WRITTEN TASK
Render everything from the line containing "Objective — one point per instance of the white paper" down to the line containing "[[166, 189]]", both included, as a Markdown table with the columns Row and Line. Number each line and omit any blank lines.

[Stored records]
######

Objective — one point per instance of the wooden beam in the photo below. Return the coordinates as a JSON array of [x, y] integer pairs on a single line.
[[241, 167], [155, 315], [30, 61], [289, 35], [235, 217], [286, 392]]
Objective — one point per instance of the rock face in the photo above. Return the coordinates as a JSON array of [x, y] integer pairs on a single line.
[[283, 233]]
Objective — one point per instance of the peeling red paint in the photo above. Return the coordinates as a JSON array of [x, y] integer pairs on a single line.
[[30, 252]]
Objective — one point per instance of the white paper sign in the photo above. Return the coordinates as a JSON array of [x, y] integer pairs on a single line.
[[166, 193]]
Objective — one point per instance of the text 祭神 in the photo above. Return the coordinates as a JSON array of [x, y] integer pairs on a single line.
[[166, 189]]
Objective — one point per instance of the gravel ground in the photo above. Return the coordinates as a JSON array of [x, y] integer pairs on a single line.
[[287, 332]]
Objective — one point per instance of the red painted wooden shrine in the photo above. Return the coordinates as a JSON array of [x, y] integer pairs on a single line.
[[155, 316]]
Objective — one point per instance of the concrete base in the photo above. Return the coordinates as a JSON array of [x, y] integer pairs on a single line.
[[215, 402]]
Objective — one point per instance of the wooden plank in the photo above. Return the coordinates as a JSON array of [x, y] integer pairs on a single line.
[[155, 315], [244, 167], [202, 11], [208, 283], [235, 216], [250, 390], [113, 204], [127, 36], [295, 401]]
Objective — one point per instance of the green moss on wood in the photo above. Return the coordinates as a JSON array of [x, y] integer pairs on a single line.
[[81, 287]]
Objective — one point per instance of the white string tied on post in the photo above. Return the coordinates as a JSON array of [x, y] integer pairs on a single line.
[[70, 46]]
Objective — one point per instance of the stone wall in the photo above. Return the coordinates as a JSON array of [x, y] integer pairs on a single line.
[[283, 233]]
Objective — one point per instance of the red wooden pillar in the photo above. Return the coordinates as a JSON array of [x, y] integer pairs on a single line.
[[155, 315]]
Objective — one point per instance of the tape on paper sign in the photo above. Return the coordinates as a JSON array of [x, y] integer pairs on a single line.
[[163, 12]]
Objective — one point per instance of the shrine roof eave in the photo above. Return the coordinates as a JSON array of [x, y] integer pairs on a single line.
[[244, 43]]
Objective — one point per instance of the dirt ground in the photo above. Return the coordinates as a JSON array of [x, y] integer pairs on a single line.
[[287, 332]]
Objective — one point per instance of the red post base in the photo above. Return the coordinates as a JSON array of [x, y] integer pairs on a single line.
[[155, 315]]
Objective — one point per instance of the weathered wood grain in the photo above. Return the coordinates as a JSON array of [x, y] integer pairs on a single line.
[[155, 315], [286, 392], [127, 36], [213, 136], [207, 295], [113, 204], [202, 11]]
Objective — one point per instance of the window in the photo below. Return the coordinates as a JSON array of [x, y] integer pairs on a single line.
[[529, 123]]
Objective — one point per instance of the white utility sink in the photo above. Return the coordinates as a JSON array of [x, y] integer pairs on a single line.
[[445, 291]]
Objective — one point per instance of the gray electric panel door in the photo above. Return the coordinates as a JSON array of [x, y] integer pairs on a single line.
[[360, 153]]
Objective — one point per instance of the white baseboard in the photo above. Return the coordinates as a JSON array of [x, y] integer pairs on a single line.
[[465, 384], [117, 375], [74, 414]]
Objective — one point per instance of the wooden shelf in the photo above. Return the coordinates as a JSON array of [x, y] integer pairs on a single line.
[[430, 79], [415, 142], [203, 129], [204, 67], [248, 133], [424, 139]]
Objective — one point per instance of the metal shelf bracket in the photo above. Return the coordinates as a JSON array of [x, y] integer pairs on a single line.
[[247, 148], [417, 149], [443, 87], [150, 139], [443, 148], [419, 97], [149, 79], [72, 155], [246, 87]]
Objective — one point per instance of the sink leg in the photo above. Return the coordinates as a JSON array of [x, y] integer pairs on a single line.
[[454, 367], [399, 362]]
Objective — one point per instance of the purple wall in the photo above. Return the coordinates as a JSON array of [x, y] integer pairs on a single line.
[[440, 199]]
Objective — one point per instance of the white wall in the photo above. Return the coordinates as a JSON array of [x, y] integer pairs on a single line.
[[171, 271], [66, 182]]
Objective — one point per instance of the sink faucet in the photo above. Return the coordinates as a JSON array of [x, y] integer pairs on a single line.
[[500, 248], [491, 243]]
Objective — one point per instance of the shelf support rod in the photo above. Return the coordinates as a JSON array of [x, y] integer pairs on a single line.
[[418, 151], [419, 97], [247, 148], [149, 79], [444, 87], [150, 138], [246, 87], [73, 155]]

######

REPLY TO THE TASK
| Row | Line |
|---|---|
| 1 | Objective — one point per instance of the white paper sign in the photo above. Return the coordinates as a JSON array of [x, y] integer pairs on a single line. |
| 2 | [[166, 193]] |
| 3 | Objective — one point per instance of the text 祭神 in the photo above. Return the coordinates as a JSON array of [x, y] integer pairs on a single line. |
| 4 | [[166, 189]] |